++++ TEXT ++++
When Disability Meets Apology

Ever tell someone you have a disability/you’re disabled and they immediately offer an apology? For many of us this happens quite often when you disclose that you have a disability and maybe there’s this accompanying puppy-dog pity look of concern that stops short of a pat on the head and a Paypal offer to your, um..charity case-looking self. Insert tight shot of mouth uttering the slow-mo, deep-voiced utterance of whatever the disabling condition is. *needle scratch* Like dance floor cleared from the fusillade of sulfur-smelling farts you let off or something.  When conversations that were surfing levity turn undertow serious. A pearl-clutching concern that never, quite, pans out. Or maybe the reaction is akin to throwback rapper, Positive K’s response of “You gotta what? How long you had that problem?”

This is where you know a person has an “infirmed” but not *informed* idea from a comprehensive perspective of being disabled. Where the person lets you know right away all about their negative worldview of disability and how “awful” and “limiting” it must be. This is also right about the time when they tend to correct your self-description and “don’t see” your disability, double and triple that when other identities that don’t mirror their own get roped in the convo.

By the end of chat they may as well be talking to a chalk outline because ahem, you don’t really exist if they keep erasing and/or “overlooking” parts of who you are. They might even admit in hushed tones that perhaps a friend’s cousin, elderly neighbor who baked their favorite cakes, frat brother, father’s 3rd wife’s housekeeper, half-sister’s science teacher, etc has a disability so they “know,” what it is there, you’re “suffering” from.

You might be even be construed in their confusion as “not like” those other bitter cripples who whine and complain as they ply that saccharin-sweet lie of “the only disability in life is a bad attitude.” And since you do rather well for yourself, it must not be “that bad.” Thanks, I think.
++++ INFORMATION SHOWN ++++
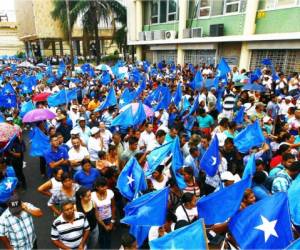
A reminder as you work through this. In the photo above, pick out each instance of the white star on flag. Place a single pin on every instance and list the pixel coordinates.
++++
Continue the essay on people apologizing when someone discloses a disability, starting after its final line.

* [EXPECTED ANSWER]
Maybe, like me, your mind begins to wander as your eyes internally roll and antennae go up searching for an easy segue into something else but always having to be the teacher and less often the student enjoying the scenery. And maybe more often than not you run with the tired routine, half-chuckle, and count how long the exchange will last. You probably forge ahead and tell the back-handed complimenter that disability is in fact an identity-marker beyond medical diagnosis and not an indictment. That it incorporates pride, yes pride, culture, political movement, and history.

You might expound further telling them that many of us are fond of exercising creative control in telling our own damn stories from our lived experiences. We need more depictions beyond sadness and supercrip; we need to be shown in nuanced and meaningful ways across the media landscape to get absorbed into the collective consciousness. If you’re feeling  especially energetic leap into letting them know that “DIS” prefix is not only “not” and “un” but has a Latin and Greek derivative meaning “duo” and “two” hence *another* way of doing and being in the world.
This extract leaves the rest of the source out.